Supplied text:
=== Section Start ===

Fourteen protesters picketed outside the Los Alamitos Medical Center on Wednesday to protest Dr. Marcy Zwelling’s opposition to a ballot measure to increase taxes on tobacco. The protesters, young and old, lined up with posters and a large “Vote Yes on Prop. 29” banner as they chanted “Hey, hey. Ho, ho. Dr. Zwelling’s got to go!” They cheered and waved when passing cars honked their horns in support.
If passed, Prop. 29 would add a $1 tax to every pack of cigarettes. Zwelling, who signed a petition against the ballot measure, said yesterday that although she opposes smoking, she can’t support an initiative to raise taxes to fund a bureaucracy she does not believe will be effective in getting people to stop smoking.
Zwelling did not respond to calls for comment Wednesday.
Dr. Marsha Epstein, who practiced medicine for 28 years before retiring, came out to show her support for Prop 29.

=== Section End ===

What the task requires: Please reproduce word for word the passage in the Prop. 29 article above, beginning at the words "Fourteen protesters picketed" and ending after "horns in support.".

Given material:
=== Section Start ===

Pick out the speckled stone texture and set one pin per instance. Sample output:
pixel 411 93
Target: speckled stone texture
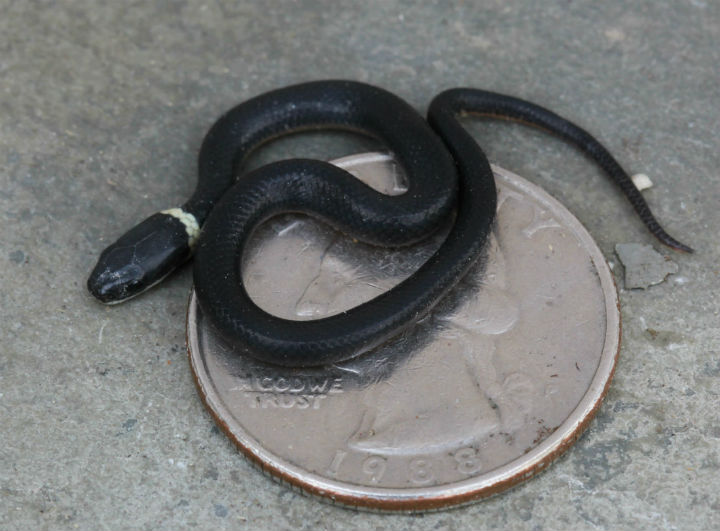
pixel 103 106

=== Section End ===

Answer to the exercise:
Fourteen protesters picketed outside the Los Alamitos Medical Center on Wednesday to protest Dr. Marcy Zwelling’s opposition to a ballot measure to increase taxes on tobacco. The protesters, young and old, lined up with posters and a large “Vote Yes on Prop. 29” banner as they chanted “Hey, hey. Ho, ho. Dr. Zwelling’s got to go!” They cheered and waved when passing cars honked their horns in support.